PROBLEM REQUIREMENTS =>
Output the entries below as a two-column CSV with the header text,answer. Write one row per entry, putting its text and its answer each in a single quoted field with line breaks replaced by spaces.
+===+
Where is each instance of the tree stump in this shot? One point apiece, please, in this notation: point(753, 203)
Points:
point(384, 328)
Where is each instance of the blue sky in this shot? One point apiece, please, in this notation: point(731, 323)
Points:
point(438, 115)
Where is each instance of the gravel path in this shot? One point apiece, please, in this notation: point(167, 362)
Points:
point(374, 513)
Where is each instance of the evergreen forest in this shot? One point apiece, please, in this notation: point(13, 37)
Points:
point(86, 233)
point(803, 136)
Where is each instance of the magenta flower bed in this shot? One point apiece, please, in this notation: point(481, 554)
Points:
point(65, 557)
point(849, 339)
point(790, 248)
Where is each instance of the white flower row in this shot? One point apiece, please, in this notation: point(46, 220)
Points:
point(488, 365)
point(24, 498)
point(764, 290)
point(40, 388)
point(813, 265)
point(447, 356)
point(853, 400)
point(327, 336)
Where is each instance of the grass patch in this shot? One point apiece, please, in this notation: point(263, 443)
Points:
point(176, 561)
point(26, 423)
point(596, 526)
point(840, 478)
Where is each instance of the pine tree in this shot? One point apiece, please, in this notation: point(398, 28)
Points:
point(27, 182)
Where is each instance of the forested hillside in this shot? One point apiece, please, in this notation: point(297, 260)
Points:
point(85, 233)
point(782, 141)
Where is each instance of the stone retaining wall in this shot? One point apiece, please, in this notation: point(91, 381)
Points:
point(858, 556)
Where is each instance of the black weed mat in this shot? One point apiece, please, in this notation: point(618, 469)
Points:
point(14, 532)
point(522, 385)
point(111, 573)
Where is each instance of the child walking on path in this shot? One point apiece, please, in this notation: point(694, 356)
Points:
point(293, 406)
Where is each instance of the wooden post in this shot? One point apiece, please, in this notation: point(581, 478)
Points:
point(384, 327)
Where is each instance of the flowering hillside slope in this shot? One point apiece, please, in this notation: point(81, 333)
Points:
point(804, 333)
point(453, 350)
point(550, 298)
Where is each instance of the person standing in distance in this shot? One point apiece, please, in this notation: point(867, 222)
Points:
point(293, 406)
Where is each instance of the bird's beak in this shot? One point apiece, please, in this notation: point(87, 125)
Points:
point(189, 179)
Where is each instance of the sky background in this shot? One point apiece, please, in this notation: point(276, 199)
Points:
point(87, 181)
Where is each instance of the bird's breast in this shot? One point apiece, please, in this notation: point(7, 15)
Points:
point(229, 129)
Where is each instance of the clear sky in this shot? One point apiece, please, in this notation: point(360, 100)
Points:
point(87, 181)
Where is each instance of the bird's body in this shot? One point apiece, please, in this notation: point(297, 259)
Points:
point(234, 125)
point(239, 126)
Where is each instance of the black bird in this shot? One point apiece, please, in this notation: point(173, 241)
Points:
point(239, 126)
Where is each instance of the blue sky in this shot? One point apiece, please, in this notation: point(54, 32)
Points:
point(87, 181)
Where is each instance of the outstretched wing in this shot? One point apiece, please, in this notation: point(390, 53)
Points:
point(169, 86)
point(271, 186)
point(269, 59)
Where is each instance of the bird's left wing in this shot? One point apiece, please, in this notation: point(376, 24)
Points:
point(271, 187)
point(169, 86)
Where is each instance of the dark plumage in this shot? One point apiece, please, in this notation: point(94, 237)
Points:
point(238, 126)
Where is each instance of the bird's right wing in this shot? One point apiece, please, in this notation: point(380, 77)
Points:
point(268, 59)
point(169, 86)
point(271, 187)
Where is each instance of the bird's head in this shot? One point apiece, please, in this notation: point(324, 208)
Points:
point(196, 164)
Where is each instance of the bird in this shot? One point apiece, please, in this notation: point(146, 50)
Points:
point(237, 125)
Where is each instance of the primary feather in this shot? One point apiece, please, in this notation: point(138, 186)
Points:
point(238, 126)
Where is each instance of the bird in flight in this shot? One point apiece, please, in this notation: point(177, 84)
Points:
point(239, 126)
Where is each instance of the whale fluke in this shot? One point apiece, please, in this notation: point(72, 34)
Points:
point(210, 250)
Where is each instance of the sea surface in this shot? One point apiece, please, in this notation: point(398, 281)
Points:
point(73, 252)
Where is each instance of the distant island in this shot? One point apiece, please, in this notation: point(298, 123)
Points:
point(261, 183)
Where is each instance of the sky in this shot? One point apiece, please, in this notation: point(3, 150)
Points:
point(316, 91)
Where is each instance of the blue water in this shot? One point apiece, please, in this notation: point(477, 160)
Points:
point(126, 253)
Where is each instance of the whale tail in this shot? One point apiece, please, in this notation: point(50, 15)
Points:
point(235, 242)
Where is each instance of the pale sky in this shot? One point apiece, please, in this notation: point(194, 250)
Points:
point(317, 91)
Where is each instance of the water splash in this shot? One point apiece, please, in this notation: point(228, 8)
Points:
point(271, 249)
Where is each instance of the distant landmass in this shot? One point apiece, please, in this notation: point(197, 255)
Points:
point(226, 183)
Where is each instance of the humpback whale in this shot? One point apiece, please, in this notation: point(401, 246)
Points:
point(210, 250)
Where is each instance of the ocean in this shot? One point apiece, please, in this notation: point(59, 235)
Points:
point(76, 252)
+===+
OUTPUT FOR THIS EXERCISE =>
text,answer
"Where is each instance of the tree stump in this shot? One point apiece, please, in this notation: point(753, 203) Points:","point(384, 328)"
"Where is each instance of the blue sky in this shot? One point apiece, please, in this notation: point(731, 323) Points:","point(438, 115)"
"Where is each instance of the gravel path in this shot? One point apiece, please, in this notation: point(167, 362) Points:","point(374, 513)"
"Where is each instance of the evergreen forest in this shot? One point apiece, please, in this notation: point(13, 37) Points:","point(86, 233) point(803, 136)"
"Where is each instance of the magenta flower bed in this shot? One point apiece, please, in this notation: point(481, 554) Points:","point(65, 557) point(849, 339) point(790, 248)"
"Where is each instance of the white flower row in this shot? One point apiece, please, in this notation: point(46, 220) Points:","point(488, 365) point(24, 498) point(764, 290) point(40, 388) point(813, 265) point(447, 356) point(853, 400) point(327, 336)"
"Where is each instance of the grass patch in this shot? One point apiece, please, in this notation: point(263, 443) Points:","point(176, 561) point(26, 423) point(596, 526) point(840, 478)"
"Where is each instance of the pine tree in this shot? One point apiece, please, in this notation: point(398, 28) Points:","point(27, 182)"
"Where is each instance of the forested hillside in this shot? One point apiece, please, in this notation: point(297, 260) Points:","point(85, 233) point(782, 141)"
"Where is each instance of the stone retaining wall in this shot? One point apiece, please, in this notation: point(91, 381) Points:","point(858, 556)"
"Where is each instance of the black weed mat in this shot? One point apiece, please, in this notation: point(618, 469) Points:","point(14, 532) point(522, 385) point(111, 573)"
"Where is each instance of the child walking on path in this shot? One point apiece, please, in this notation: point(694, 356) Points:","point(293, 406)"
"Where is each instance of the wooden post in this shot? One point apiece, please, in this notation: point(581, 478) Points:","point(384, 327)"
"Where is each instance of the flowering hillside slope in this shot? One point apiece, please, in this notation: point(81, 333) Points:","point(804, 333) point(453, 350) point(550, 298)"
"Where is each instance of the person standing in distance in this shot? One point apiece, please, in this notation: point(867, 222) Points:","point(293, 406)"
"Where is each instance of the bird's beak in this shot? One point apiece, please, in this notation: point(87, 125) Points:","point(189, 179)"
"Where is each instance of the sky background in this shot? One point apiece, please, in this notation: point(276, 199) Points:","point(87, 181)"
"Where is each instance of the bird's breast in this shot? One point apiece, please, in this notation: point(7, 15) Points:","point(229, 129)"
"Where is each instance of the clear sky in this shot? One point apiece, please, in this notation: point(360, 100) Points:","point(87, 181)"
"Where is each instance of the bird's body in this shot? One point apiece, please, in this notation: point(297, 259) Points:","point(234, 125) point(239, 126)"
"Where is each instance of the black bird in this shot? One point apiece, please, in this notation: point(173, 241) Points:","point(239, 126)"
"Where is each instance of the blue sky in this shot? One point apiece, please, in this notation: point(54, 32) Points:","point(87, 181)"
"Where is each instance of the outstretched wing in this shot? One point apiece, please, in this notation: point(390, 53) Points:","point(169, 86) point(271, 186) point(269, 59)"
"Where is each instance of the bird's left wing in this shot? One point apiece, please, in this notation: point(376, 24) Points:","point(271, 187) point(169, 86)"
"Where is each instance of the dark plumage in this shot? One point apiece, please, in this notation: point(94, 237) Points:","point(238, 126)"
"Where is each instance of the bird's right wing in this shot? One point apiece, please, in this notation: point(380, 77) Points:","point(268, 59) point(169, 86) point(271, 187)"
"Where is each instance of the bird's head in this shot? One point apiece, please, in this notation: point(324, 208) Points:","point(196, 164)"
"Where is each instance of the bird in this shot? One point apiece, please, in this notation: point(146, 50) Points:","point(237, 125)"
"Where is each instance of the primary feather in this shot? One point apiece, please, in this notation: point(138, 186) Points:","point(238, 126)"
"Where is each instance of the bird in flight in this shot? One point apiece, please, in this notation: point(177, 84) Points:","point(239, 126)"
"Where is each instance of the whale fluke in this shot? One point apiece, please, in this notation: point(72, 34) Points:","point(210, 250)"
"Where is each instance of the sea surface in this shot? One point apiece, please, in this notation: point(398, 281) Points:","point(73, 252)"
"Where is each instance of the distant island in this shot? One point apiece, please, in this notation: point(298, 123) Points:","point(261, 183)"
"Where is each instance of the sky in this shot? One point apiece, please, in this notation: point(3, 150) Points:","point(316, 91)"
"Where is each instance of the blue water in this shot? One point apiece, please, in this notation: point(477, 160) Points:","point(126, 253)"
"Where is each instance of the whale tail in this shot? One point apiece, please, in this notation: point(50, 15) Points:","point(235, 242)"
"Where is each instance of the pale sky in this shot? One point apiece, please, in this notation: point(194, 250) Points:","point(317, 91)"
"Where is each instance of the water splash in this shot? One point apiece, please, in this notation: point(228, 8) Points:","point(271, 249)"
"Where is each instance of the distant landmass in this shot? One point apiece, please, in this notation: point(197, 255) Points:","point(226, 183)"
"Where is each instance of the humpback whale in this shot? One point apiece, please, in this notation: point(401, 246) Points:","point(210, 250)"
"Where is each instance of the ocean in this shot? One point apiece, please, in this notation: point(59, 235) Points:","point(76, 252)"